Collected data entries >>
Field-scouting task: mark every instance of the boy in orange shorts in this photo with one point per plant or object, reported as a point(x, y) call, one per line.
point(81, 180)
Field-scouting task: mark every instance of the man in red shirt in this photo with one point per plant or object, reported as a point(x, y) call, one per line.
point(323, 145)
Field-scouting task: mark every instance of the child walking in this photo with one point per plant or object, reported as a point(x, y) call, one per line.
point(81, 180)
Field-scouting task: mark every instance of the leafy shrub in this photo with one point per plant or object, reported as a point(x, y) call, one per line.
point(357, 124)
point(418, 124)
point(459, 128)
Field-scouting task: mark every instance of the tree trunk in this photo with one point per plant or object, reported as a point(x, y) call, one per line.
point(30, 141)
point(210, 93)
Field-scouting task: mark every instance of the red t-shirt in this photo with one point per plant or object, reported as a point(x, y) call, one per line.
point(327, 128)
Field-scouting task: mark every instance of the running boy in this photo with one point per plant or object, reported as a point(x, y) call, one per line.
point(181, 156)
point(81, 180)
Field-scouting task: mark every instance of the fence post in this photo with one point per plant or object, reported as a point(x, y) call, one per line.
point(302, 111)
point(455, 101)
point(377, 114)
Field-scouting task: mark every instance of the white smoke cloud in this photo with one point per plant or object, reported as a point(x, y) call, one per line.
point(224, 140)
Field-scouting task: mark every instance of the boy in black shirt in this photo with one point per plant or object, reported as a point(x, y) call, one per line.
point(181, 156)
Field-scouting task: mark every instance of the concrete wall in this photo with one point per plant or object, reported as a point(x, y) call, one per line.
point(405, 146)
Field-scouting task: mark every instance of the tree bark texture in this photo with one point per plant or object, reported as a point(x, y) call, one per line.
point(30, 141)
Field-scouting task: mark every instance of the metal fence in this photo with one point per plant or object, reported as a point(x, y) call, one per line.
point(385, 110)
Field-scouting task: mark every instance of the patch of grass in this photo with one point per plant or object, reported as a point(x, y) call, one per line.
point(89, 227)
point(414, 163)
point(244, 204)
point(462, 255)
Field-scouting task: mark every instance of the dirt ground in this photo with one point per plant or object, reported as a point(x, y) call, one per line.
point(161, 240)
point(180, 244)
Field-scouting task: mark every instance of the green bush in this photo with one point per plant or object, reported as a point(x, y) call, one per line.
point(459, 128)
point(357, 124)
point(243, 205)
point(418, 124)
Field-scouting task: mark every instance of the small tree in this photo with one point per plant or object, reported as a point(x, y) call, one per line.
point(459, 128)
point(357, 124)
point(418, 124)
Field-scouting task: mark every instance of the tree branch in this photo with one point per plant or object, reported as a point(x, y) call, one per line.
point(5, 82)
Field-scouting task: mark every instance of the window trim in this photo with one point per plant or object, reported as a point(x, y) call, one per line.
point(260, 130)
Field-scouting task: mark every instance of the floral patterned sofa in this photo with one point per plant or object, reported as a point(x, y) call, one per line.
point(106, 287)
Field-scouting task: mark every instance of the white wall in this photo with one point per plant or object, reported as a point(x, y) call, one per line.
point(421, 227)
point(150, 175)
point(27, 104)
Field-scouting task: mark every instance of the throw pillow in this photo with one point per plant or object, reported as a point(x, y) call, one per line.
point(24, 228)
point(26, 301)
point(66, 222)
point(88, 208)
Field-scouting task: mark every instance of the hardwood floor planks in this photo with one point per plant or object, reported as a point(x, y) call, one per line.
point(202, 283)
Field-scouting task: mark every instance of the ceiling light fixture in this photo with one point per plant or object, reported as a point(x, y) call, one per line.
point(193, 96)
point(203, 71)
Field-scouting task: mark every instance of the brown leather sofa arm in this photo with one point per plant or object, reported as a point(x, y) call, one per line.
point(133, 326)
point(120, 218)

What the exercise asks >> Render every line of the material above as a numbered list, leaving out any blank lines.

Response to this task >>
1. Field-scouting task: mark every instance of the boy in orange shorts in this photo with one point per plant or object, reported as a point(x, y) call, one per line.
2. point(81, 180)
3. Field-scouting task: mark every instance of the man in red shirt in this photo with one point per plant or object, reported as a point(x, y) call, one per line.
4. point(323, 145)
5. Field-scouting task: mark every instance of the child walking in this photo with one point per plant or object, reported as a point(x, y) call, one per line.
6. point(81, 180)
7. Field-scouting task: mark every instance of the leafy shrub in this photo with one point per plant or object, reported as a point(x, y) call, one per line.
8. point(357, 124)
9. point(418, 124)
10. point(459, 128)
11. Field-scouting task: mark every instance of the tree trunk in this photo with one point per plant or object, reported as a point(x, y) call, one per line.
12. point(30, 141)
13. point(210, 93)
14. Field-scouting task: mark every instance of the red t-shirt in this photo with one point per plant or object, reported as a point(x, y) call, one per line.
15. point(327, 128)
16. Field-scouting task: mark every instance of the running boy in this photo with one point per plant or object, reported as a point(x, y) call, one per line.
17. point(181, 156)
18. point(81, 180)
19. Field-scouting task: mark every instance of the fence post in this photo with one point per plant or object, reported as a point(x, y) call, one per line.
20. point(302, 111)
21. point(455, 101)
22. point(377, 114)
23. Field-scouting task: mark every instance of the white smoke cloud in this photo with one point per plant or object, reported as a point(x, y) call, one per line.
24. point(224, 140)
25. Field-scouting task: mark every instance of the boy in black shirt in this photo with one point per plant or object, reported as a point(x, y) call, one per line.
26. point(181, 156)
27. Field-scouting task: mark every instance of the concrete wall in this photo with one point per plant or object, reported as a point(x, y) call, one per line.
28. point(405, 146)
29. Field-scouting task: mark every instance of the tree bark texture in this photo with one point per plant or object, reported as a point(x, y) call, one per line.
30. point(30, 141)
31. Field-scouting task: mark every instance of the metal fence in this photo with one point per plant or object, reported as a point(x, y) call, one per line.
32. point(385, 110)
33. Field-scouting task: mark every instance of the patch of grass in this photo with one point per plant or object, reported as a point(x, y) call, one per line.
34. point(89, 227)
35. point(414, 163)
36. point(244, 204)
37. point(462, 255)
38. Field-scouting task: mark every instance of the dirt ground in this photo with one point per plant or object, reported as a point(x, y) call, one per line.
39. point(161, 240)
40. point(180, 244)
41. Field-scouting task: mark every instance of the green bush in this photo with one point per plant or object, reported as a point(x, y) call, one per line.
42. point(459, 128)
43. point(357, 124)
44. point(243, 205)
45. point(418, 124)
46. Field-scouting task: mark every instance of the small tree in this photo with one point per plant or object, reported as a point(x, y) call, one per line.
47. point(459, 128)
48. point(357, 124)
49. point(418, 124)
50. Field-scouting task: mark every instance of the tree branch in this photo with one point per plant or object, reported as a point(x, y) call, one per line.
51. point(5, 82)
52. Field-scouting task: mark every instance of the window trim in this photo with one point per plant or object, reported as a point(x, y) call, one per line.
53. point(260, 130)
54. Field-scouting task: mark every instance of the floral patterned sofa in this photo with one point per plant or object, reported as a point(x, y) call, one per line.
55. point(106, 287)
56. Field-scouting task: mark every instance of the white wall in this photo with one point per plant or object, reported as a point(x, y) call, one per line.
57. point(421, 227)
58. point(150, 175)
59. point(27, 104)
60. Field-scouting task: mark every instance of the throw pillow in this photo with one point per plant or object, reported as a point(x, y) call, one per line.
61. point(24, 228)
62. point(26, 301)
63. point(66, 222)
64. point(88, 208)
65. Field-scouting task: mark every instance of the hardwood floor planks in this photo with one point per plant or object, reported as a point(x, y) call, one per line.
66. point(202, 283)
67. Field-scouting task: mark every instance of the ceiling light fixture in this photo with one point per plant or object, reported as a point(x, y) call, one per line.
68. point(193, 96)
69. point(203, 71)
70. Field-scouting task: mark every instance of the brown leather sofa arm in this photo with one point per plant or object, reported as a point(x, y) call, one per line.
71. point(133, 326)
72. point(120, 218)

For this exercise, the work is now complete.